• Set problem: Collect every line in the data below that contains the string "support", treating uppercase and lowercase as different.

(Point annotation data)
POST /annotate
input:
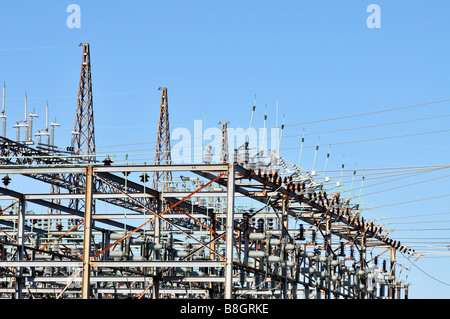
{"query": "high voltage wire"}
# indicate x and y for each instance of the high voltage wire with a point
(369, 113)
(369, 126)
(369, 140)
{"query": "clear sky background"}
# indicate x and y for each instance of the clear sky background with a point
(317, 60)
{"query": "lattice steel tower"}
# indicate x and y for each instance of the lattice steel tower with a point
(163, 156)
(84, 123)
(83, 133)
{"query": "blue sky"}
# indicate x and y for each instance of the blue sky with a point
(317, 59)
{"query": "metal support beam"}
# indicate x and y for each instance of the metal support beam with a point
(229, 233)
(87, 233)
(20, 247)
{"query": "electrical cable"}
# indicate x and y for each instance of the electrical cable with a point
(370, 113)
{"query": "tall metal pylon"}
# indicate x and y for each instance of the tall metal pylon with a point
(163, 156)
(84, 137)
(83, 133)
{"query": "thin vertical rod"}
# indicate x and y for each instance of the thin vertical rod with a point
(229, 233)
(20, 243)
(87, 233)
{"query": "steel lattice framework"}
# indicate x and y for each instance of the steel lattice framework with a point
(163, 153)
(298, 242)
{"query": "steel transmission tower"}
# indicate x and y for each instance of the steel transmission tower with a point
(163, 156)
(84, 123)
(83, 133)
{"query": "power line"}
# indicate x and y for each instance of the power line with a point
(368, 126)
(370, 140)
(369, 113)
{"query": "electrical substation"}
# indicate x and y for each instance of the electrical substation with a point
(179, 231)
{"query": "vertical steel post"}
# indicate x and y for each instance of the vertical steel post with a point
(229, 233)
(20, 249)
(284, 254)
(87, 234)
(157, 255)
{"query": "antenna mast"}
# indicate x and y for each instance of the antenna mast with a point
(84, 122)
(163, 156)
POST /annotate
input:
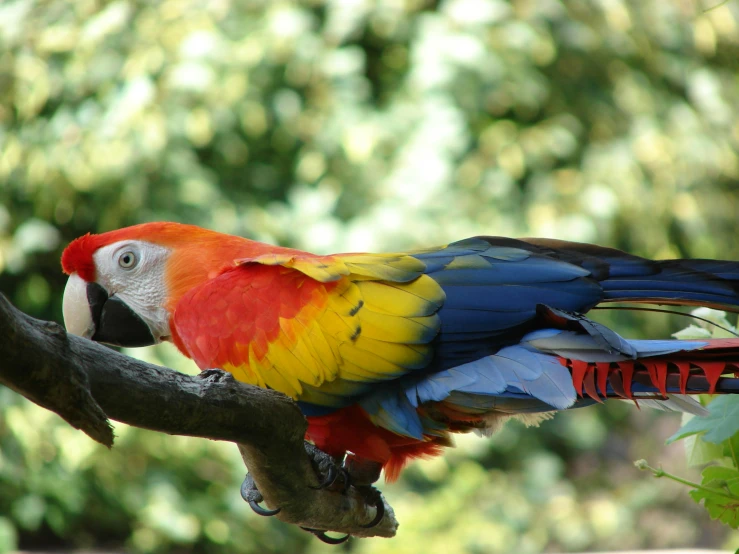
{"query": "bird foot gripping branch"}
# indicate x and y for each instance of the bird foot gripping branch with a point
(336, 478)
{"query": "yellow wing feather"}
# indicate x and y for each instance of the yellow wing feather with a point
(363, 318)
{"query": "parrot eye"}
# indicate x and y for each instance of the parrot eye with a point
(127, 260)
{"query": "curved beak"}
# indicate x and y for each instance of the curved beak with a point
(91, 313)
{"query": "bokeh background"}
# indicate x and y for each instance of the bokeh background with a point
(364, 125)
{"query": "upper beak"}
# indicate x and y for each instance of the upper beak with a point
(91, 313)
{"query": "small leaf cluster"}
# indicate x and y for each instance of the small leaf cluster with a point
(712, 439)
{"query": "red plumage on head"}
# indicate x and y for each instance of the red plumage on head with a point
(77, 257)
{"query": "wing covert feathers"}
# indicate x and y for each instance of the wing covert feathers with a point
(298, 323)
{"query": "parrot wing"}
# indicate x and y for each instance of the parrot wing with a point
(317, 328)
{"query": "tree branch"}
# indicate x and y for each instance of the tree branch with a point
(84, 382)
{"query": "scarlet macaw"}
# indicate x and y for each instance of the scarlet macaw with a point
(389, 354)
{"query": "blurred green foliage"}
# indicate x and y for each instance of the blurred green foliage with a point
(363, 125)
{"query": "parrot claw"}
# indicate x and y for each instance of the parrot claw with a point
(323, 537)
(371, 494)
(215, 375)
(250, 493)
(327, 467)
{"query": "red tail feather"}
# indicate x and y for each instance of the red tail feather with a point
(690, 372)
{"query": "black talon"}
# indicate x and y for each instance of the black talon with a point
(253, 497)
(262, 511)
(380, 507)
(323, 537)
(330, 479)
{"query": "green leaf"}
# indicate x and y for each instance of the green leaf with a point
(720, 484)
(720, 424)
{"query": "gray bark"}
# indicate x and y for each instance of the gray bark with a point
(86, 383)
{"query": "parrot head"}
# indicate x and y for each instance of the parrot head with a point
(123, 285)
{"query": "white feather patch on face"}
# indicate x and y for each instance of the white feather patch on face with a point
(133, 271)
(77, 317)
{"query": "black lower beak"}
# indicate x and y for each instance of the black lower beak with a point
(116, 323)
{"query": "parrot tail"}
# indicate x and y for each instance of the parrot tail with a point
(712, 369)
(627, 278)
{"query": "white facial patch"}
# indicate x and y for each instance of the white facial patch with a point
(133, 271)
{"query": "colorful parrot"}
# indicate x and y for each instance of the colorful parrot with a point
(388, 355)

• Reply to the exercise:
{"query": "metal support beam"}
# indicate x and y for each instance of the metal support beam with a point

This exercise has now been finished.